[Segmentation data]

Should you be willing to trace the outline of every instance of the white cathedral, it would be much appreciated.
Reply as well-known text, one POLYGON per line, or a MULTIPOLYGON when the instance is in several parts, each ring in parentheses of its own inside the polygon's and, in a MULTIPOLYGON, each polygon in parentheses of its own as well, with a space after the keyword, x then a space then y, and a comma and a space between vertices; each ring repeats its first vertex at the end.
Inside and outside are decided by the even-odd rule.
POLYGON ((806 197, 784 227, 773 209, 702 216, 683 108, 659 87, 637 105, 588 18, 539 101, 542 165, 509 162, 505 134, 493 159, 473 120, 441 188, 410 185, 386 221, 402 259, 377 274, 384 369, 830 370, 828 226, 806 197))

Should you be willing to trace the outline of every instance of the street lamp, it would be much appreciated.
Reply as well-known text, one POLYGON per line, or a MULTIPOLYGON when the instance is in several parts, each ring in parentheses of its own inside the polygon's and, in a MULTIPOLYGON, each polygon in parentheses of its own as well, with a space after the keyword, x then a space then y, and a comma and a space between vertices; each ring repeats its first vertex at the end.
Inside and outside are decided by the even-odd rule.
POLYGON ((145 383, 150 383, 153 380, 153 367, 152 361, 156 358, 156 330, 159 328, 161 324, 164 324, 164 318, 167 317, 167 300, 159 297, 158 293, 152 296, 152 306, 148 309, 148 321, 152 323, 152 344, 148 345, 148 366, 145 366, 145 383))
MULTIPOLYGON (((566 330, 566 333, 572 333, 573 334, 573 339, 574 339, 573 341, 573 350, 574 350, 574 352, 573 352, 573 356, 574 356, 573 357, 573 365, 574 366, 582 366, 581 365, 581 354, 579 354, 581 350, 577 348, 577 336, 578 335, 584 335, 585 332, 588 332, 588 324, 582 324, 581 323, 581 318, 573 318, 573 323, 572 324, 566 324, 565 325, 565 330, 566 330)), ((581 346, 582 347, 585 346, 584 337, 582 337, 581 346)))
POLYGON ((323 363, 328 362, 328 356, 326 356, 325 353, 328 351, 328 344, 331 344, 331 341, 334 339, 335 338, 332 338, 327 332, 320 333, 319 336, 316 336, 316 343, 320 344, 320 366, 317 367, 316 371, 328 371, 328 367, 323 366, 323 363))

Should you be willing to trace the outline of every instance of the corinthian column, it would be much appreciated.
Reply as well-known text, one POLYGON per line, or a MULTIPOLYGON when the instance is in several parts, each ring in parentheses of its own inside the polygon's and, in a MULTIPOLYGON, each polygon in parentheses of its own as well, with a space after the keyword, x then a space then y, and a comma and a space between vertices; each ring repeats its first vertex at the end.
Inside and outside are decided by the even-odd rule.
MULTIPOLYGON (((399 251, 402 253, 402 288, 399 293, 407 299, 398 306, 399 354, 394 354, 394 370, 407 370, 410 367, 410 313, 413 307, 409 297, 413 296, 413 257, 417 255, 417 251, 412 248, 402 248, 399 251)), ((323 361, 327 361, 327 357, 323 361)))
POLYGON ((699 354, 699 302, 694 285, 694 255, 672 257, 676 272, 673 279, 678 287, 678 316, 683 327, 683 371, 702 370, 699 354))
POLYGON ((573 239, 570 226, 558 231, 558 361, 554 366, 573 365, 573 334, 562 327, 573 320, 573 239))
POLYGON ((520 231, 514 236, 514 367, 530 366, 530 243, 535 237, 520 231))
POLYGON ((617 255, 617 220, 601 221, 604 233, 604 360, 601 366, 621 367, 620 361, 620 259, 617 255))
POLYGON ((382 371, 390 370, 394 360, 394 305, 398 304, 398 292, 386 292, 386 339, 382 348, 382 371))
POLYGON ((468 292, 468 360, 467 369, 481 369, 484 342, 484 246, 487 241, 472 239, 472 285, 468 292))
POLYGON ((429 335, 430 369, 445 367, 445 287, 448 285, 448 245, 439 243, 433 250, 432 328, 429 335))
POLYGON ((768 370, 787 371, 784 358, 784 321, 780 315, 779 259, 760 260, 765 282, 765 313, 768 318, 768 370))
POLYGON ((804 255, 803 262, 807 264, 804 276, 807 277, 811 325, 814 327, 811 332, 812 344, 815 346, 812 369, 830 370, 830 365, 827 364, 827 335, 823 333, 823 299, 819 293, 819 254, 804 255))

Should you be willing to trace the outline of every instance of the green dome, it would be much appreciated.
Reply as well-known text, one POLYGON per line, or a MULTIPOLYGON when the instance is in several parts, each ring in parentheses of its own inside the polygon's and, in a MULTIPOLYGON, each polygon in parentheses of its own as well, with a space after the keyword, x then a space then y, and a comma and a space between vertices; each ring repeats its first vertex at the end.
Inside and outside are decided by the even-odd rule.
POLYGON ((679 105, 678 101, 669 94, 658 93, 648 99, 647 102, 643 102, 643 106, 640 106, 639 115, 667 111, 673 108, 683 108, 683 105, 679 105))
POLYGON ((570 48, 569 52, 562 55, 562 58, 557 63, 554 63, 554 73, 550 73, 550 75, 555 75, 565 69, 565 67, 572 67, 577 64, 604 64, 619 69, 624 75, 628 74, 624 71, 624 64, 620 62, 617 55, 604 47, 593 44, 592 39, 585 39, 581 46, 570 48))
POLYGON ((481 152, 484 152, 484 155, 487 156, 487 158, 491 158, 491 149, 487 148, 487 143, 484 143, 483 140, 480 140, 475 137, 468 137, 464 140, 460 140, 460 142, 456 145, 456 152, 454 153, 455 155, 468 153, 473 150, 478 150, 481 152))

→ To be done:
Rewrite the lines from the line with "dome, it would be much appreciated." to the line with "POLYGON ((570 48, 569", changing "green dome" to "copper dome" and leaving everything else the same.

→ Response below:
Should you be willing to trace the outline of every instance of the copper dome, it would be much appreciated.
Reply as well-known text, one POLYGON per line, or a MULTIPOLYGON when the instance is in several parts, each ring in parentheses of its own inside the polygon's and, in a MULTIPOLYGON, each polygon in parentheses of its own as well, with a space after the keyword, x then a space then y, and a comma and a space between vertices; each ring repeats its first vertex at the end.
Inside and outside are decided by the even-odd rule.
POLYGON ((679 105, 678 101, 669 94, 658 93, 648 99, 647 102, 643 102, 643 106, 640 106, 639 115, 667 111, 673 108, 683 108, 683 105, 679 105))
POLYGON ((570 48, 569 52, 562 55, 562 58, 557 63, 554 63, 554 73, 550 73, 550 75, 555 75, 565 69, 565 67, 572 67, 577 64, 604 64, 619 69, 624 75, 628 74, 624 71, 624 64, 620 62, 617 55, 604 47, 593 44, 592 39, 585 39, 581 46, 570 48))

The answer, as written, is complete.